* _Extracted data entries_

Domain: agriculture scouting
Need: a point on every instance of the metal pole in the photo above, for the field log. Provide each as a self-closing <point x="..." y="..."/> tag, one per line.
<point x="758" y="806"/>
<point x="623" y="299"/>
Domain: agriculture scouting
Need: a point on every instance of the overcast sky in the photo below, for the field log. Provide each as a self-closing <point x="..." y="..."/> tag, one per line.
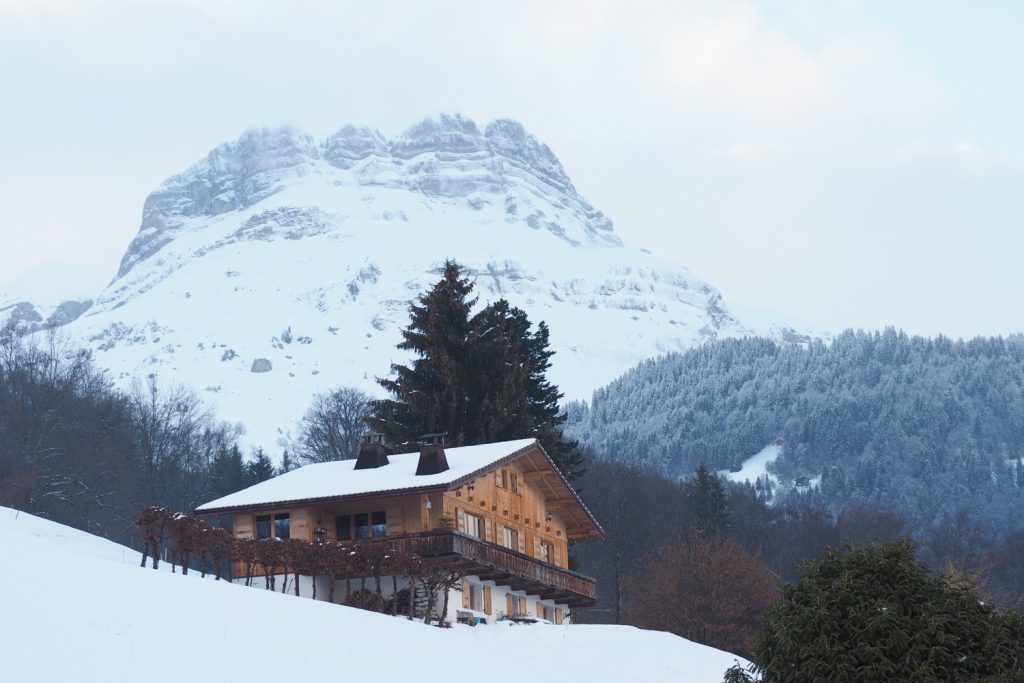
<point x="849" y="164"/>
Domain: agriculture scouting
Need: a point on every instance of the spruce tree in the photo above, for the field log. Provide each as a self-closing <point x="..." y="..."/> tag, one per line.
<point x="260" y="468"/>
<point x="876" y="614"/>
<point x="478" y="377"/>
<point x="707" y="504"/>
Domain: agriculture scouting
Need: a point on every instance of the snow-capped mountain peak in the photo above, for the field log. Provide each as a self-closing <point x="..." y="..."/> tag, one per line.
<point x="280" y="265"/>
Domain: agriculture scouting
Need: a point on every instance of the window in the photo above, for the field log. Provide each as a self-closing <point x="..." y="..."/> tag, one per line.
<point x="343" y="523"/>
<point x="278" y="523"/>
<point x="367" y="525"/>
<point x="546" y="552"/>
<point x="508" y="480"/>
<point x="474" y="525"/>
<point x="282" y="525"/>
<point x="361" y="526"/>
<point x="476" y="597"/>
<point x="263" y="526"/>
<point x="379" y="521"/>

* _EXERCISE REQUIREMENTS_
Count the lines in the records above that contain the word "Provide" with the same capitalization, and give only the number.

* _EXERCISE SOLUTION_
5